### Problem to solve
Please pick out every line in the records below that contains the string "green", and copy each of those lines. Case counts.

:: Given entries

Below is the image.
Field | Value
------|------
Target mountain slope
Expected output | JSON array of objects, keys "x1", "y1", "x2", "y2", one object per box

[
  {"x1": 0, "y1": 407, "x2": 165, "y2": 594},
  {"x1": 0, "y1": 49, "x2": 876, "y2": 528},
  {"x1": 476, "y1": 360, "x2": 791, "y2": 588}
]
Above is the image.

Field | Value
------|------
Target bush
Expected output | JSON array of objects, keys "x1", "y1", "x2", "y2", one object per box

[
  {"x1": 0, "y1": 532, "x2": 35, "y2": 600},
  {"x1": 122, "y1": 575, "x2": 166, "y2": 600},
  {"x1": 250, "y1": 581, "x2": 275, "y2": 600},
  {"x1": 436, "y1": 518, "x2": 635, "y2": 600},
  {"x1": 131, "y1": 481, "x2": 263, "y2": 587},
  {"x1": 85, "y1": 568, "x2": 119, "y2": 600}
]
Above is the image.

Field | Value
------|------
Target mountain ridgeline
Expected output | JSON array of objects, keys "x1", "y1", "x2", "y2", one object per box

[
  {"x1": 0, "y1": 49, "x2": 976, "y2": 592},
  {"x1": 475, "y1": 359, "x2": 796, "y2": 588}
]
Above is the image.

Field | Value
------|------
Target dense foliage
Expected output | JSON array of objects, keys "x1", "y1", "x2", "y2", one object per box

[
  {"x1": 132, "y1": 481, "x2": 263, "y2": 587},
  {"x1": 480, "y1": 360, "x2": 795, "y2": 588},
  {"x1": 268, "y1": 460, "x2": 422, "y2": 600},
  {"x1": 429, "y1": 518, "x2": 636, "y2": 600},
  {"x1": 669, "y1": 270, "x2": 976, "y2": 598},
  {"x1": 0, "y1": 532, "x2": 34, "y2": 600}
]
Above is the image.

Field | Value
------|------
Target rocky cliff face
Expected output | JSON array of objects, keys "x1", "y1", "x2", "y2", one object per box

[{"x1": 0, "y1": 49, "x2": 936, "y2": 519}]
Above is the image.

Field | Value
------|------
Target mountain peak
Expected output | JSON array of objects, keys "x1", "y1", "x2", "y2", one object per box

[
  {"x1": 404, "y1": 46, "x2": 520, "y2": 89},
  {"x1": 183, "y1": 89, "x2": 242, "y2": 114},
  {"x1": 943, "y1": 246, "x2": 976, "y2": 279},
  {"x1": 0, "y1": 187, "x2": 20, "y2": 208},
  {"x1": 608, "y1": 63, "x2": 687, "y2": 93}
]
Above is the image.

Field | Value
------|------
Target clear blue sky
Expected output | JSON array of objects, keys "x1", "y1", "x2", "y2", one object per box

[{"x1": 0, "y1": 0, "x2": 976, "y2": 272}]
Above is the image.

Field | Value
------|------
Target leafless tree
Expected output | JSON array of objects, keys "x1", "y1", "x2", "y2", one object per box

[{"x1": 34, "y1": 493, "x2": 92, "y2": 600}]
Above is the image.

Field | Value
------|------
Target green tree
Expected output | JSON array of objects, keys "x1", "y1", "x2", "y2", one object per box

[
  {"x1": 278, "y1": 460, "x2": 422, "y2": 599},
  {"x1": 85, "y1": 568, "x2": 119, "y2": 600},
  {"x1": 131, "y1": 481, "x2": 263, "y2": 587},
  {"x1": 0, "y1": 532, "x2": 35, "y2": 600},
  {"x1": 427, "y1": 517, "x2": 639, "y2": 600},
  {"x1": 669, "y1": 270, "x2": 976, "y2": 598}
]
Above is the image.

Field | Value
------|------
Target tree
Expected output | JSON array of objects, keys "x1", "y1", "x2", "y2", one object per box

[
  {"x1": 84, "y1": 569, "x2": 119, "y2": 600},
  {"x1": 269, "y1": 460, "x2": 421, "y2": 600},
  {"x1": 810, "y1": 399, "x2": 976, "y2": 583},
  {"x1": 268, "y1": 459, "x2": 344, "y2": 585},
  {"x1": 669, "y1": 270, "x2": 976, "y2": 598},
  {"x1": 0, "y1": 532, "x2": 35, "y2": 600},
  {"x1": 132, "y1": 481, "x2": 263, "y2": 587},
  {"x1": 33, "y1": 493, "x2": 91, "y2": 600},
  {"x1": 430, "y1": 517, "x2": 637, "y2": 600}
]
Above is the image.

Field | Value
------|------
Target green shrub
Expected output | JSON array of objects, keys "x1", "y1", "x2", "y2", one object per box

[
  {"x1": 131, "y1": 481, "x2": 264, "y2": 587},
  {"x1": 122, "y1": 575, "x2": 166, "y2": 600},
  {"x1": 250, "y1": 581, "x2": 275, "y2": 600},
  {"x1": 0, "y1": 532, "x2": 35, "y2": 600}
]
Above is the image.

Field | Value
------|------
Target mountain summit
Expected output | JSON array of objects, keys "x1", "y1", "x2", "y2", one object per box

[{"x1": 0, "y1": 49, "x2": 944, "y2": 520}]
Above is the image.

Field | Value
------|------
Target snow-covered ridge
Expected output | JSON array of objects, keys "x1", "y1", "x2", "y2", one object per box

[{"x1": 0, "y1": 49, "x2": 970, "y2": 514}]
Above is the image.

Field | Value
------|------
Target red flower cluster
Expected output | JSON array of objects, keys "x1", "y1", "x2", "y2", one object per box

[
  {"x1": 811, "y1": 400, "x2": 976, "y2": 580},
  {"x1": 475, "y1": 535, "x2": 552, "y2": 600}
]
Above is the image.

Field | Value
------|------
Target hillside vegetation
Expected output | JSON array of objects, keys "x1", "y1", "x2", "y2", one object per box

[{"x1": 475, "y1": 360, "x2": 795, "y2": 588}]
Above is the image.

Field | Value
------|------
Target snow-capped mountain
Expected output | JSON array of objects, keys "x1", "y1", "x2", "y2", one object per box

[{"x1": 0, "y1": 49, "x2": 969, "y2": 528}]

::::

### Exercise result
Target green tree
Target green shrub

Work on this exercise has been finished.